• TASK STATEMENT: Return the entries in full, exactly as they were written.

------ DATA RECORDS ------

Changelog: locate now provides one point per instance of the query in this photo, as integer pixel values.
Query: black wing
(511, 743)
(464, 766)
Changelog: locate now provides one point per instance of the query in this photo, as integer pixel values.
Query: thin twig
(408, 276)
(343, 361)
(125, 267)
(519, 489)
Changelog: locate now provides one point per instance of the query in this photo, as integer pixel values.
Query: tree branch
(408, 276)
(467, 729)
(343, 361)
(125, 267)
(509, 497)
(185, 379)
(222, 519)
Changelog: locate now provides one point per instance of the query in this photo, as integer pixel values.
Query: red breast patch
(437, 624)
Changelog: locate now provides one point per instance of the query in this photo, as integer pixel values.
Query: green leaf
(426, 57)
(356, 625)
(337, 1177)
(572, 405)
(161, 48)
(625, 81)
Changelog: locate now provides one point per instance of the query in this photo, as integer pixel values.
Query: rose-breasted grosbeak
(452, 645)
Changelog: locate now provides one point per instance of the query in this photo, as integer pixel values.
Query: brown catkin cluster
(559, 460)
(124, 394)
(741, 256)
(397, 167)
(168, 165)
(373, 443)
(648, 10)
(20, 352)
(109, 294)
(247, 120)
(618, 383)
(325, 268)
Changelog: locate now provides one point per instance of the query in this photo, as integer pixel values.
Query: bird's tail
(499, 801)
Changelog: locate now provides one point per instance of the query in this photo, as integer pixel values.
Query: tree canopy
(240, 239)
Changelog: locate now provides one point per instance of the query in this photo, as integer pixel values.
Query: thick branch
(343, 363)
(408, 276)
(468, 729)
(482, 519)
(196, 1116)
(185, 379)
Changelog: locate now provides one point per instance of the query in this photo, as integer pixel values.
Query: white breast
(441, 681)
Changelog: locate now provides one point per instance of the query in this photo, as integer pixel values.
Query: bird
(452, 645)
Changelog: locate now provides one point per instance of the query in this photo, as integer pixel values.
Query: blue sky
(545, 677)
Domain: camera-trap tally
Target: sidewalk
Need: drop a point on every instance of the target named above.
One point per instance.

------

• REPLY TO THE EXERCISE:
Changelog: locate now provides one point per instance of the query in this photo, as integer pixel values.
Query: black wing
(511, 743)
(464, 766)
Changelog: locate now provides one point per instance of the query in this photo, as integer pixel values.
Query: thin twig
(408, 276)
(343, 361)
(125, 267)
(519, 489)
Changelog: locate now provides one point per instance of the query in this photo, as integer pixel values.
Query: tree branch
(408, 276)
(467, 729)
(343, 361)
(125, 267)
(509, 497)
(185, 379)
(222, 519)
Changelog: locate now provides one point per instance of the query in this photo, as integer pixel values.
Query: red breast patch
(437, 624)
Changelog: locate now provides one point per instance of the query in this photo, as integer pixel values.
Query: green leaf
(426, 57)
(356, 625)
(337, 1177)
(572, 405)
(161, 48)
(625, 81)
Changelog: locate now provides one point per instance of the query in this photo, as integer pixel values.
Query: rose-breasted grosbeak
(452, 645)
Changelog: locate now provides one point per instance of the query in this photo, as integer pixel values.
Query: brown catkin cluster
(559, 460)
(124, 394)
(741, 256)
(397, 167)
(168, 165)
(373, 443)
(648, 10)
(20, 352)
(109, 294)
(247, 120)
(618, 383)
(325, 268)
Changelog: locate now provides one point per instance of the query in this photo, as integer pixel values.
Query: bird's tail
(499, 801)
Changelog: locate now provides one point per instance of the query in this photo, as integer pixel values.
Query: tree canopy
(240, 239)
Changelog: locate now provides one point per instance of the query in this photo, as integer pixel values.
Query: thick branch
(343, 363)
(408, 276)
(468, 729)
(482, 519)
(196, 1116)
(185, 379)
Changelog: locate now provides one point per instance of the query in this photo, as integer pixel values.
Query: white breast
(441, 681)
Changelog: locate now provides one point per instance of the query in this photo, as integer pixel values.
Query: bird
(452, 645)
Changelog: locate now provides one point per instance of the query in this photo, as integer pixel values.
Query: blue sky
(545, 677)
Domain: camera-trap tally
Target: sidewalk
Need: drop a point on every instance of the target named above.
One point per instance.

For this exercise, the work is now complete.